#### WHAT TO DO:
Look through the data and write out every line with the word "forest" in it.

Stored items:

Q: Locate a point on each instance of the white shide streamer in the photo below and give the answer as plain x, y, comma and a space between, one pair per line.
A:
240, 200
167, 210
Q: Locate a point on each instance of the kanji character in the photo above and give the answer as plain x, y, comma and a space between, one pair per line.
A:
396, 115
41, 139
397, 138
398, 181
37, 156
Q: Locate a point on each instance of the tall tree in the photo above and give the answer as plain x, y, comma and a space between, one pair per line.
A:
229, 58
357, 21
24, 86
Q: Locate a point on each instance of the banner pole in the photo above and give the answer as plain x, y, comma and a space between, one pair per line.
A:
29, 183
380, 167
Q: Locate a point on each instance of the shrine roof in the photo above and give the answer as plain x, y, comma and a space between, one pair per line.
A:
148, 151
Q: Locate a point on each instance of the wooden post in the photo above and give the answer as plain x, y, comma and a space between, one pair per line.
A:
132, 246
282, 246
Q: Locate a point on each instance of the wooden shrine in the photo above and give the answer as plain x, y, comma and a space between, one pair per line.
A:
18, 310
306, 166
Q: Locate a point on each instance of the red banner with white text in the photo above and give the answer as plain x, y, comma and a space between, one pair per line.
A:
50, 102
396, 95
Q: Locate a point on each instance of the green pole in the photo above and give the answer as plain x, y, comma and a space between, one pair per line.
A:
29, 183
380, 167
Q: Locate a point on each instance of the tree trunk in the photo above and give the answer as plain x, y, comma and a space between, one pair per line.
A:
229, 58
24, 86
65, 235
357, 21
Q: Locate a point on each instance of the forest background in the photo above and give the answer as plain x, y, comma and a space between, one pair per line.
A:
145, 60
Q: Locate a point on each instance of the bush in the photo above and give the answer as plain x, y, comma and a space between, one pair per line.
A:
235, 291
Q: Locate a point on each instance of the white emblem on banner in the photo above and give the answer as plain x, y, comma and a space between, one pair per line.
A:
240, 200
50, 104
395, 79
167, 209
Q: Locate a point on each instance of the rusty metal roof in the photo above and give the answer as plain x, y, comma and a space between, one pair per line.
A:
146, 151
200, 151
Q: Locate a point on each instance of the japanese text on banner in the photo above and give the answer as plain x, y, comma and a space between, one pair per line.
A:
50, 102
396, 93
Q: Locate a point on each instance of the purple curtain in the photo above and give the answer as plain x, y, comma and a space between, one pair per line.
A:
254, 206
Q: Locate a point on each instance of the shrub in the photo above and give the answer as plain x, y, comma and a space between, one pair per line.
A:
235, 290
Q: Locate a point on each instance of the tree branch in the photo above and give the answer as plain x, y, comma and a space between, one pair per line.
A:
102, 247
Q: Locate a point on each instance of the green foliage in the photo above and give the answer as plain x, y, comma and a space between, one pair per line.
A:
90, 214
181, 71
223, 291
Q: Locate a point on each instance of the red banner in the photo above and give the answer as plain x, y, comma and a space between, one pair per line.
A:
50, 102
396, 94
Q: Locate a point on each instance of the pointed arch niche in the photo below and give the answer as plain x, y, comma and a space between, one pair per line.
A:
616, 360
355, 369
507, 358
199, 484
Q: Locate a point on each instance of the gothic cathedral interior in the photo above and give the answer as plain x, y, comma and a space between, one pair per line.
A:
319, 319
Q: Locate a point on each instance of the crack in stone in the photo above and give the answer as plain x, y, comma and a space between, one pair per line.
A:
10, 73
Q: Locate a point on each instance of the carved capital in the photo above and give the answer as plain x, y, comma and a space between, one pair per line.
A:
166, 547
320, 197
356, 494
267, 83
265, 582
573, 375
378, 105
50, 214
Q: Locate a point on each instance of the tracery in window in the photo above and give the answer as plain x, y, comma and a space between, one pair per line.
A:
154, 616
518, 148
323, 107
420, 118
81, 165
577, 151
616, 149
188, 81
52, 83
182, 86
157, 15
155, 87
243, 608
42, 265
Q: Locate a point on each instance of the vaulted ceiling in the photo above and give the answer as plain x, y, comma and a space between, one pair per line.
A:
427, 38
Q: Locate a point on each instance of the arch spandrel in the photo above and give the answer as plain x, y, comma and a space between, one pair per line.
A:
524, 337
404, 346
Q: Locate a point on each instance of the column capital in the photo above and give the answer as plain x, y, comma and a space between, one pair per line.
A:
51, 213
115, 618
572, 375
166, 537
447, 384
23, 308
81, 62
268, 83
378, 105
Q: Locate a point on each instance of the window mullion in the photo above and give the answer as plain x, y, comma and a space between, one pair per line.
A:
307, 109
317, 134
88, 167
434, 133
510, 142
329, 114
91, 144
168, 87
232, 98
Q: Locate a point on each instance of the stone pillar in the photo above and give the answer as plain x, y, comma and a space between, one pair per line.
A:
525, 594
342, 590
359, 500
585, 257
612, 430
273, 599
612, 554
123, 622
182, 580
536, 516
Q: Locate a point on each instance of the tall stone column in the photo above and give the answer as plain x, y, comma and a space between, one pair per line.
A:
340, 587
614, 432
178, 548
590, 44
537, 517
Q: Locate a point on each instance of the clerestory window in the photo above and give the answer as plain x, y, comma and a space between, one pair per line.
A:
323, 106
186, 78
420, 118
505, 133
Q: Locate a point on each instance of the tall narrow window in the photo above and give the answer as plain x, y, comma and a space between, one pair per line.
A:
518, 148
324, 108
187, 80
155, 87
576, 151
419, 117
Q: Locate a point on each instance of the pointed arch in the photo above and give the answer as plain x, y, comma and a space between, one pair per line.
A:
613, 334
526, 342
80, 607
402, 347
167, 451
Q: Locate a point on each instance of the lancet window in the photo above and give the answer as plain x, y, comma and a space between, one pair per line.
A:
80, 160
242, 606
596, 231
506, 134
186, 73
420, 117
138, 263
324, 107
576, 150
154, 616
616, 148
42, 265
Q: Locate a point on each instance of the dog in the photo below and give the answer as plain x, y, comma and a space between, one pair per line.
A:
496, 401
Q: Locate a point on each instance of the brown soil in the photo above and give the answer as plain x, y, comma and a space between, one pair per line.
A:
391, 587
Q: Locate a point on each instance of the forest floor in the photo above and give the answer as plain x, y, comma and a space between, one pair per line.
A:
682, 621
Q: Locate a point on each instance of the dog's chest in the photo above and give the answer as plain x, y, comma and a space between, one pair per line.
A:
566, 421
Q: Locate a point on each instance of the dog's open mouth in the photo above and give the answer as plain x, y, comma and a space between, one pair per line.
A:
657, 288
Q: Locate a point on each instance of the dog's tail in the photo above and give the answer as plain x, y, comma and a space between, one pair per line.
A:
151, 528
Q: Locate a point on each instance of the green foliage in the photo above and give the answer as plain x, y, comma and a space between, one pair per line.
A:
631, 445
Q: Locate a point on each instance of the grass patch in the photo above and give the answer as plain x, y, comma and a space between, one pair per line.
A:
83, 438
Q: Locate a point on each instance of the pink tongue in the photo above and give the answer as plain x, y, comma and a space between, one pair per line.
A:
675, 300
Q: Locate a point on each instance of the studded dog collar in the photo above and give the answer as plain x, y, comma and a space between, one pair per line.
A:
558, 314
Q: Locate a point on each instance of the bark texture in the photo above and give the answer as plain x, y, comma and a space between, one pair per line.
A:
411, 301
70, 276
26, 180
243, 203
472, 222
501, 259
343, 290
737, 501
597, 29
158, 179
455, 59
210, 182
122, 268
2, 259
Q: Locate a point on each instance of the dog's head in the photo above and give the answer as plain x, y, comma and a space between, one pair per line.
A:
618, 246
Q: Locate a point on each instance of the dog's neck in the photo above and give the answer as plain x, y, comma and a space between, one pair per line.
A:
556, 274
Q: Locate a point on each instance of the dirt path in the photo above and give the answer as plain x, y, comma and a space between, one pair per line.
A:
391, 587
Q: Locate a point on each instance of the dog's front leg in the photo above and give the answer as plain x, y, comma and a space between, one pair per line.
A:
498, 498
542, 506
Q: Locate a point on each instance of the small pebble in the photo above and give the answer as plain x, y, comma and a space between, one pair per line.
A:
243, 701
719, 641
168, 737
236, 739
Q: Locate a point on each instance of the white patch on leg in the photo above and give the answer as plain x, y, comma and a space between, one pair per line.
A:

#### SOLUTION FOR THIS EXERCISE:
Q: Locate a point on each instance of the forest background in the photo above and give the answer as plain x, y, comma and a space between, one pair per line.
Q: Locate a point on each instance of the forest floor in the photo above and give the answer as plain x, y, comma and a space between, one pair per line.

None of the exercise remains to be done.